[Stored data entries]
____
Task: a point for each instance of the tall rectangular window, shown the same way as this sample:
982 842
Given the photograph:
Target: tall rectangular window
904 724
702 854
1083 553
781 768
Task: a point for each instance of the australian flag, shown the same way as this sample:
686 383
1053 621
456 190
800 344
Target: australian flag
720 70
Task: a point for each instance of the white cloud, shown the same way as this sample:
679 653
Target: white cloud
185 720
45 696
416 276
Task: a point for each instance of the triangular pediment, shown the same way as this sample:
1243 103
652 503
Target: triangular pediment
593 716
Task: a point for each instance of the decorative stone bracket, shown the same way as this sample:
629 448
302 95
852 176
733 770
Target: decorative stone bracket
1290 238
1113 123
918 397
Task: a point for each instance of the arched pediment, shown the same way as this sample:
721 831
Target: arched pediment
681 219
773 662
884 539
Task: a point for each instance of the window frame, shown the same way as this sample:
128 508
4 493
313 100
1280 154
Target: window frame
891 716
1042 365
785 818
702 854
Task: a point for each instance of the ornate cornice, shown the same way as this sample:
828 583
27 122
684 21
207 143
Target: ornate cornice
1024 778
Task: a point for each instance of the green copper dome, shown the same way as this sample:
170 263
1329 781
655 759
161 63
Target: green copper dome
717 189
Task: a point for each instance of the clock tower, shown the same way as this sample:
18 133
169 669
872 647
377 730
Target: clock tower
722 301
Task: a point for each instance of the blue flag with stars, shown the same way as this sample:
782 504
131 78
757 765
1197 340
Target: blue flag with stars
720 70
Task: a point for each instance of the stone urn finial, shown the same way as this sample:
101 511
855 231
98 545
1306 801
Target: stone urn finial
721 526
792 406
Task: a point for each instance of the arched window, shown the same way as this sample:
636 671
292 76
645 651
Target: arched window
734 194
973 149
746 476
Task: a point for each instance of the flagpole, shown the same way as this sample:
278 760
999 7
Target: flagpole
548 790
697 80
____
- WHAT NEEDS TO BE DONE
Reproduce the entries above in full by retyping them exactly.

- CORRECT ANSWER
Task: a point for each instance of the tall rectangular window, shown the same way as this sample:
982 842
Given the photograph:
Target: tall rectangular window
904 724
702 854
1083 553
781 768
Task: a point for each instance of the australian flag, shown the same way as this sample:
686 383
1053 621
456 190
800 344
Target: australian flag
720 70
Task: a point for each instance of the white cloud, shown the same way as this sample:
679 653
Target: white cloud
185 720
45 696
416 276
Task: a point for each instance of the triangular pediment, shown the same way as this sample:
1243 103
652 503
Target: triangular pediment
593 716
Task: a point for each instance of the decorative stone bracket, shown the same way as this sample:
629 448
302 95
852 176
733 770
Target: decorative stone bracket
1290 238
1113 123
918 397
Task: a point for each instance of the arched pediment, shown the same way as this sample:
721 831
Target: arched pediment
681 219
773 662
884 539
Task: a point for each instance of the window frame, shown the same way as this sample:
128 508
4 493
313 100
1280 154
Target: window frame
891 716
1042 365
785 818
702 854
Task: a point for each instance of the ornate cornice, shown the same way as this sample:
828 583
27 122
684 21
207 143
Target: ornate cornice
1024 778
Task: a point for each instance of the green copper dome, shown the same way as this sample:
170 263
1329 781
655 759
161 63
Target: green copper dome
717 189
Task: a point for each instance of the clock tower, shown the same way as this sample:
18 133
169 669
872 647
377 730
Target: clock tower
722 301
Task: a point for each instance of the blue flag with stars, shown the same way as this sample:
782 504
131 78
757 765
1197 340
Target: blue flag with stars
720 70
Task: a point for each instance of the stone urn finial, shown the same way as this sample:
101 511
855 231
98 545
1306 801
Target: stone urn finial
721 526
792 406
Task: a point for each instance of the arched window, shown the same way as this sample:
636 671
292 76
645 651
Target: arched window
734 194
973 149
746 476
Task: a point for each instance of the flagpole, shown the same way as this sample:
278 760
999 7
Target: flagpole
548 790
697 80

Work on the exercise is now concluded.